### REQUISITOS DE TAREA
• 1. Según el texto extraído, ¿en qué ciudades desarrolló su carrera Orazio Gentileschi?
• 2. Extrae de las filas cada línea que contenga la cadena "every".

### TEXTO EXTRAÍDO
━━━━━━━━
Durante el juicio por libelo de 1603, cuando se acusó a El Caravaggio de difamar a otro colega –según Baglione, difundieron unos versos satíricos en su contra porque Michele y sus amigos estaban celosos del éxito que había tenido él con su cuadro de la Resurrección– el proceso también sentó en el banquillo a algunos de sus seguidores –los llamados caravaggescos[1]– el arquitecto Onorio Lunghi y otros dos pintores: Filippo Trisegni y Orazio Gentileschi.

   Este último –un alumno que no logró superar a su joven maestro– desarrolló su carrera en Génova, París y Londres. Antes de salir de Roma, Gentileschi se especializó en dibujar quadraturas (trampantojos con los que se daban falsas perspectivas arquitectónicas a los techos de los salones) junto a otro pintor: Agostino Tassi. De esa amistad acabó surgiendo, de nuevo, el drama.

    Tassi –el hombre más infame del mundo, según el propio Orazio–mantenía una relación con su cuñada (por la que fue juzgado por incesto) mientras seguía casado con una mujer a la que intentó matar; al tiempo que violó en reiteradas ocasiones a Artemisia, la hija de su compañero Gentileschi, a la que daba clases de perspectiva. La joven de 15 años –que desconocía la vida familiar de su violador– soportó el acoso hasta que comprendió que su promesa de contraer matrimonio era falsa: él ya estaba casado y la bigamia constituía delito.

    El juicio por estupro fue un largo proceso muy traumático para todos: Orazio tuvo miedo de que el escándalo perjudicara su carrera como pintor; su hija soportó todo tipo de vejaciones (una comadrona comprobó que el agresor le había roto el himen y la guardia pontificia la torturó, apretándole los dedos, para verificar su declaración) y, lo peor, asumir el desprecio de su padre, más preocupado por su fama que por ella; incluso Olimpia Tassi, hermana del violador, acabó testificando contra él.
━━━━━━━━
### FILAS PROPORCIONADAS
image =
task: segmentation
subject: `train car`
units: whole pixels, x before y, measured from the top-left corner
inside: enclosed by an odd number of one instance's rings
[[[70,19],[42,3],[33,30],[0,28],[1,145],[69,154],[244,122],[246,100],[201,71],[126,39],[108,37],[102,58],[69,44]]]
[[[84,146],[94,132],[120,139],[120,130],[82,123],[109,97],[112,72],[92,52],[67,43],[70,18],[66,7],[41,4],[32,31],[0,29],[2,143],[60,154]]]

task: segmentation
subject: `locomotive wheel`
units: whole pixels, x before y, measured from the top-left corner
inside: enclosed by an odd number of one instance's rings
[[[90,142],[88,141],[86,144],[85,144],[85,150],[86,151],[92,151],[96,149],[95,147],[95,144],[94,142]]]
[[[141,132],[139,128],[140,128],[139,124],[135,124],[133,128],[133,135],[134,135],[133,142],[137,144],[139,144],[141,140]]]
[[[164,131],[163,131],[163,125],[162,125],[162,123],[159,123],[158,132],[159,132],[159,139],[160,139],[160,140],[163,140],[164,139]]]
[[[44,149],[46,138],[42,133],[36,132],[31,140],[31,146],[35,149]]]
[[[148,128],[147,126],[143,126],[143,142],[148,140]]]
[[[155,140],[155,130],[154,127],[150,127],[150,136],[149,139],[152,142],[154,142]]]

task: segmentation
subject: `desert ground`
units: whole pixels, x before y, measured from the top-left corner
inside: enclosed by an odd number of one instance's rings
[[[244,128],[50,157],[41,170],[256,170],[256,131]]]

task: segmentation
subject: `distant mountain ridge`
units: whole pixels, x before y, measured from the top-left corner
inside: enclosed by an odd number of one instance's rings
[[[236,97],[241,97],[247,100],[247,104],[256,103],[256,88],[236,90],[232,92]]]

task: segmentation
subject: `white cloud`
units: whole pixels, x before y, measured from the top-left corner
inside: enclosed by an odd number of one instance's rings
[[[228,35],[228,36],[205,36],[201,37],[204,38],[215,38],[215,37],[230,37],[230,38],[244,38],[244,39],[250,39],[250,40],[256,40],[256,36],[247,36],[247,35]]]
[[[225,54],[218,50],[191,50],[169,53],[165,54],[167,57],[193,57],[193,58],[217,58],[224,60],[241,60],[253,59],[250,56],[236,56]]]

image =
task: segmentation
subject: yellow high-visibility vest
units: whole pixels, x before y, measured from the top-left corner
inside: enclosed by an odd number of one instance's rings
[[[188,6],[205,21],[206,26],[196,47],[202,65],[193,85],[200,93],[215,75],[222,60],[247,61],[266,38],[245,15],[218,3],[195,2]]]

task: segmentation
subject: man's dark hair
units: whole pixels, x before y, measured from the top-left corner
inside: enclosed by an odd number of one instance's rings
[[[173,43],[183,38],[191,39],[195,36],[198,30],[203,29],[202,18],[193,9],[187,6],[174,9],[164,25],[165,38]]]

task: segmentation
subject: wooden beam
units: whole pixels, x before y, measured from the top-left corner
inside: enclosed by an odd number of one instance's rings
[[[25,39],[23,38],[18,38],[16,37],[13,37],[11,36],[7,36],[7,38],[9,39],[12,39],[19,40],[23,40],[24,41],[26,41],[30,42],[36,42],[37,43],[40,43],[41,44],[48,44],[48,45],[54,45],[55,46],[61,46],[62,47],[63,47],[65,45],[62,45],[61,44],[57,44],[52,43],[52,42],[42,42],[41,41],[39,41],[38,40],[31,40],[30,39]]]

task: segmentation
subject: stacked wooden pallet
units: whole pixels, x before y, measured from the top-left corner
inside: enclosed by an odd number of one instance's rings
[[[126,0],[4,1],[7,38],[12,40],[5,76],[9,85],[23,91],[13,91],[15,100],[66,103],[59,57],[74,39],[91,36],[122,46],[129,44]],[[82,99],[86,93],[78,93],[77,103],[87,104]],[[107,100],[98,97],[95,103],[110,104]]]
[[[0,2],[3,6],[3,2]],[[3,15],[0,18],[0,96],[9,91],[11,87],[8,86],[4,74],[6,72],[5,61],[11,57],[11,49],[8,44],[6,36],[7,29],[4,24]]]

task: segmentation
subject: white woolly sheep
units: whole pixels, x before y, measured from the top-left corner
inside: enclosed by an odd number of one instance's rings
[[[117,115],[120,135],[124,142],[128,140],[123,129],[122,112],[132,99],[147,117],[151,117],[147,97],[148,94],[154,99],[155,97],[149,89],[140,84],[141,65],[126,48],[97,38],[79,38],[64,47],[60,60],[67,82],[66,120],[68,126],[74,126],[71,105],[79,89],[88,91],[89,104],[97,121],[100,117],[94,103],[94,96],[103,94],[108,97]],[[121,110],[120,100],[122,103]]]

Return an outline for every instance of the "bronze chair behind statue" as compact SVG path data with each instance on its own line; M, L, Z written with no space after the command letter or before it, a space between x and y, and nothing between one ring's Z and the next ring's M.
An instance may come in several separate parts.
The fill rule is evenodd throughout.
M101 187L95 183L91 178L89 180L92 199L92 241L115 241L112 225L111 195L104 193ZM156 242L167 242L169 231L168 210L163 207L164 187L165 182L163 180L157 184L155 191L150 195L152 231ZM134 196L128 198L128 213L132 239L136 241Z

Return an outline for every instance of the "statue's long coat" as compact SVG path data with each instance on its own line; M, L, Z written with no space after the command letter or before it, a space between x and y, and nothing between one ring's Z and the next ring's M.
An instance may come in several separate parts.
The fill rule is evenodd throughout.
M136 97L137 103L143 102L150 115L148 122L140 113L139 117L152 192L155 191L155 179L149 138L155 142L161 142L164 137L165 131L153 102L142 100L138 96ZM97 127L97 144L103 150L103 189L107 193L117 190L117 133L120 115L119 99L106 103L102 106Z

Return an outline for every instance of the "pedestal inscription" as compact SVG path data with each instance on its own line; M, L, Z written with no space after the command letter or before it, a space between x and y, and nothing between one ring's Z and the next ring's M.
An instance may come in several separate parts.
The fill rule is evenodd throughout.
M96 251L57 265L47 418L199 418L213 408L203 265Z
━━━━━━━━
### RESULTADOS POR TAREA
• 1. En Génova, París y Londres.

• 2.
Return an outline for every instance of the "bronze chair behind statue" as compact SVG path data with each instance on its own line; M, L, Z written with no space after the command letter or before it, a space between x and y, and nothing between one ring's Z and the next ring's M.
Return an outline for every instance of the "statue's long coat" as compact SVG path data with each instance on its own line; M, L, Z written with no space after the command letter or before it, a space between x and y, and nothing between one ring's Z and the next ring's M.
Return an outline for every instance of the "pedestal inscription" as compact SVG path data with each instance on its own line; M, L, Z written with no space after the command letter or before it, a space between x and y, and nothing between one ring's Z and the next ring's M.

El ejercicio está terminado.